EXERCISE DETAILS → Restate the records in their entirety, word for word.

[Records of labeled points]
+--

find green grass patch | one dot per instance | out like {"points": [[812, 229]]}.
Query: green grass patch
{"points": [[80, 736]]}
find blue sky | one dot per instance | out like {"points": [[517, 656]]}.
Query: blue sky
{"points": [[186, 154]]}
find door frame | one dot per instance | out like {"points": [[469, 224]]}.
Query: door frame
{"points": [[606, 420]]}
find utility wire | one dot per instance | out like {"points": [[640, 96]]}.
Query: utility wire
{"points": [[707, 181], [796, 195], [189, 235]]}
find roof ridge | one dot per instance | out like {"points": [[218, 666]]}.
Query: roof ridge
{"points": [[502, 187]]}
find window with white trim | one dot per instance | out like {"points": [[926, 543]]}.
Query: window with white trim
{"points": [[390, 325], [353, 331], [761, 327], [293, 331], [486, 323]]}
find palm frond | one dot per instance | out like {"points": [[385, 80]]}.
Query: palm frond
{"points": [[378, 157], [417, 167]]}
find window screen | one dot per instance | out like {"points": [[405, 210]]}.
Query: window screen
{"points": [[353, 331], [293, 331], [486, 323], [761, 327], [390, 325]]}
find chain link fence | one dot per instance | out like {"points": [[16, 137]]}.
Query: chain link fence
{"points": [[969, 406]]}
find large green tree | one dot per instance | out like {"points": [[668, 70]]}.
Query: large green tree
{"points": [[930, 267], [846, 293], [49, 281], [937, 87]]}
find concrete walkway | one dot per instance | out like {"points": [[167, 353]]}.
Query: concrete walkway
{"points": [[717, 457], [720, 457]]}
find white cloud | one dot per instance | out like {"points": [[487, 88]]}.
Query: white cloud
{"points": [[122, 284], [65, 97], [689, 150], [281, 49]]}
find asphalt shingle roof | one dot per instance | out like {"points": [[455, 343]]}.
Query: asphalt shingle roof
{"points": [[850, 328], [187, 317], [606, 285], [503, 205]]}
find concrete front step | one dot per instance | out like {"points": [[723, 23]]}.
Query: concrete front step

+--

FULL SOLUTION →
find green grass patch | one dot per instance | out like {"points": [[812, 229]]}.
Query: green grass patch
{"points": [[80, 736]]}
find blue sky | one dot per instance | out like {"points": [[517, 656]]}.
Query: blue sky
{"points": [[186, 154]]}
find door frame | one dot per instance | out like {"points": [[469, 224]]}.
Query: door frame
{"points": [[606, 420]]}
find utility wire | one dot per instance | out like {"points": [[640, 96]]}.
Query: utility wire
{"points": [[707, 181], [796, 195], [189, 235]]}
find roof ridge | one dot per instance | out like {"points": [[218, 666]]}.
Query: roof ridge
{"points": [[502, 187]]}
find window with white trim | one dot per instance | out like {"points": [[926, 543]]}.
Query: window with white trim
{"points": [[390, 325], [353, 331], [761, 327], [293, 331], [486, 323]]}
find palm frond | one dot per instance | out like {"points": [[385, 80]]}.
Query: palm frond
{"points": [[378, 157], [417, 167]]}
find window screen | one dot per instance | out like {"points": [[405, 210]]}.
Query: window screen
{"points": [[353, 331], [293, 331], [486, 323], [761, 327], [390, 325]]}
find chain link fence | one dot per instance | out like {"points": [[16, 137]]}.
Query: chain link fence
{"points": [[969, 406]]}
find large green tree | one dot per instance | out like {"points": [[668, 70]]}.
Query: large green tree
{"points": [[930, 267], [846, 293], [49, 281], [937, 87]]}
find concrete walkway | one dot per instance | out like {"points": [[167, 353]]}.
Query: concrete walkway
{"points": [[717, 457], [720, 457]]}
find white cloud | one dot per instance | out like {"points": [[487, 88]]}.
Query: white cloud
{"points": [[122, 284], [65, 97], [689, 150], [281, 49]]}
find asphalt shingle roof | one dot per instance | out like {"points": [[455, 343]]}.
Query: asphalt shingle roof
{"points": [[850, 328], [187, 317], [606, 285], [503, 205]]}
find concrete front step | one dot per instance | out like {"points": [[723, 23]]}.
Query: concrete front step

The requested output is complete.